TASK INSTRUCTIONS: Copy the passage from the news article on the Oregon judge's ruling word for word, starting at "The Oregonian/OregonLive reports" and ending at "hears the merits of the case.".

SELECTED TEXT:
PORTLAND, Ore. (AP) - A rural Oregon judge says he won’t dismiss his ruling which tossed out Oregon Gov. Kate Brown’s stay-at-home orders to fight the spread of the coronavirus.
The Oregonian/OregonLive reports that Baker County Circuit Judge Matthew B. Shirtcliff told the state Supreme Court Tuesday he will not alter the preliminary injunction that declared Brown’s directives “null and void.″ The Supreme Court last week stayed Shirtcliff’s original ruling.
“I have elected to stand by my original ruling,″ the judge wrote to the lawyers involved in the case. ” I will not be vacating the May 18, 2020 Order Granting Preliminary Injunctive Relief and Denying Motion to Dismiss or taking other action.″
The state Supreme Court will now accept further legal briefs until June 2 before it decides whether it should uphold or dismiss Shirtcliff’s preliminary injunction.
The governor had won an emergency stay, meaning a hold on the injunction, allowing her executive “Stay Home Save Lives″ orders to remain in effect, until the state Supreme Court hears the merits of the case.
The state now has until Thursday to file further briefing in support of its push to dismiss Shirtcliff’s injunction, and the 10 churches and 21 others who sought the injunction will have until next Tuesday to respond.
Shirtcliff had ruled last week that the governor’s executive orders in response to the global pandemic exceeded a 28-day limit adopted by state lawmakers and were no longer valid in response to a suit filed by 10 churches, the non-profit Pacific Justice Institute and 21 others against the governor. Shirtcliff is the only judge seated in Baker County, where the suit was filed.
On Saturday, the high court justices ordered the trial judge to either dismiss the injunction or explain why he shouldn’t.
The state Supreme Court’s direction Saturday showed it had found the governor made a serious challenge to the injunction. If the state’s high court thought the governor’s petition was frivolous, it would have thrown out the petition, said Steve Kanter, a retired law professor and dean emeritus at Lewis & Clark Law School.
Legal observers said they didn’t expect Shirtcliff to back down from his ruling made eight days earlier. Now, the state Supreme Court will decide the merits of the case.
The churches had successfully argued in Baker County that ORS 433.441 limits declared public health emergencies to 14 days, or up to 28 days maximum, and because COVID-19 is a public health crisis, that limitation applied. They also had argued that the governor’s social gathering restrictions had violated their constitutional right to the freedom of religion and assembly.

ENTRIES PROVIDED:

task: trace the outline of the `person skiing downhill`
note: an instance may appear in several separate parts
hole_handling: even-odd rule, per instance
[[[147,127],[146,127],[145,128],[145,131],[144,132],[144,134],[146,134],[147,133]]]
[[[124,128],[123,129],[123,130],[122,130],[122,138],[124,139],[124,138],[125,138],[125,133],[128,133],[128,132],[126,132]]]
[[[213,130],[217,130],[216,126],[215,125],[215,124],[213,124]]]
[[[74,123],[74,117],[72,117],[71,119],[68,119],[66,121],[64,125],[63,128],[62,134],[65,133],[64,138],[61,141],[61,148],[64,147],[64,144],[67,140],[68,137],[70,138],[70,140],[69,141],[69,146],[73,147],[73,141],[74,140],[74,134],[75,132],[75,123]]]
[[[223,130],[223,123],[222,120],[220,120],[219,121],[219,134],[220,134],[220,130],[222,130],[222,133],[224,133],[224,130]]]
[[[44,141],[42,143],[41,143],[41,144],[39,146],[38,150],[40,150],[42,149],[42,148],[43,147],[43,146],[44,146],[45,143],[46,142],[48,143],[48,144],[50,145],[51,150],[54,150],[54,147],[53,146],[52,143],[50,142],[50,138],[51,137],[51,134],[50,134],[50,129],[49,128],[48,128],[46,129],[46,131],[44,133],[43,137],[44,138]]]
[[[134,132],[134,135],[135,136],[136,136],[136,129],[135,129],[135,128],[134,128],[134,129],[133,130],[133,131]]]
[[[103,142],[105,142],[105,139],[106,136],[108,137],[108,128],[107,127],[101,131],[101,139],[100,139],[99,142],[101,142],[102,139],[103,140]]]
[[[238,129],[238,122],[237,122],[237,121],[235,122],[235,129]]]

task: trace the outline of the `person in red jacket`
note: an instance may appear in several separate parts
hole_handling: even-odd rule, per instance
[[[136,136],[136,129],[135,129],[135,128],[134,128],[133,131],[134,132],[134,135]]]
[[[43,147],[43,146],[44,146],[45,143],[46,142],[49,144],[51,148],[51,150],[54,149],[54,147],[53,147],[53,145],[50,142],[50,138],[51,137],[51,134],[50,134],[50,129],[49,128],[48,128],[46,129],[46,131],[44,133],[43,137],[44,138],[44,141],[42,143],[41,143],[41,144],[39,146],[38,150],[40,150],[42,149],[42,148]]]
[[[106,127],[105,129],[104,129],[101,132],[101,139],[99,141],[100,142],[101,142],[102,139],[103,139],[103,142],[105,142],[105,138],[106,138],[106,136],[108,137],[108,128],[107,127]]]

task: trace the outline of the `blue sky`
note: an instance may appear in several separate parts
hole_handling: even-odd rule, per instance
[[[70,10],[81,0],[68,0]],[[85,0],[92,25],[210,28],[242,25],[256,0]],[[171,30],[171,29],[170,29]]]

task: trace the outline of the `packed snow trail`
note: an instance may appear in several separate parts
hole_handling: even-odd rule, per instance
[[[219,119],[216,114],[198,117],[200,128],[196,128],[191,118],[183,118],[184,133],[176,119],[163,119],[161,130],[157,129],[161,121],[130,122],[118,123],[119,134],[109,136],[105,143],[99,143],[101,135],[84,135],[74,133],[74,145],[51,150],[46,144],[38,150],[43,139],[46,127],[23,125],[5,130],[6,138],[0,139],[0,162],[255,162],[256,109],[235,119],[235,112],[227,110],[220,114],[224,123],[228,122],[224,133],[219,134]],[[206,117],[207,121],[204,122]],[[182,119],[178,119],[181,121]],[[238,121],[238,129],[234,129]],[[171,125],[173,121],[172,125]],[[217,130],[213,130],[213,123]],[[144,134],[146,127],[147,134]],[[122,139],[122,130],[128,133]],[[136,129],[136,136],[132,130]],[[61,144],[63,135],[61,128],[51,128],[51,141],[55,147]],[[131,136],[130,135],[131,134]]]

THE ANSWER:
The Oregonian/OregonLive reports that Baker County Circuit Judge Matthew B. Shirtcliff told the state Supreme Court Tuesday he will not alter the preliminary injunction that declared Brown’s directives “null and void.″ The Supreme Court last week stayed Shirtcliff’s original ruling.
“I have elected to stand by my original ruling,″ the judge wrote to the lawyers involved in the case. ” I will not be vacating the May 18, 2020 Order Granting Preliminary Injunctive Relief and Denying Motion to Dismiss or taking other action.″
The state Supreme Court will now accept further legal briefs until June 2 before it decides whether it should uphold or dismiss Shirtcliff’s preliminary injunction.
The governor had won an emergency stay, meaning a hold on the injunction, allowing her executive “Stay Home Save Lives″ orders to remain in effect, until the state Supreme Court hears the merits of the case.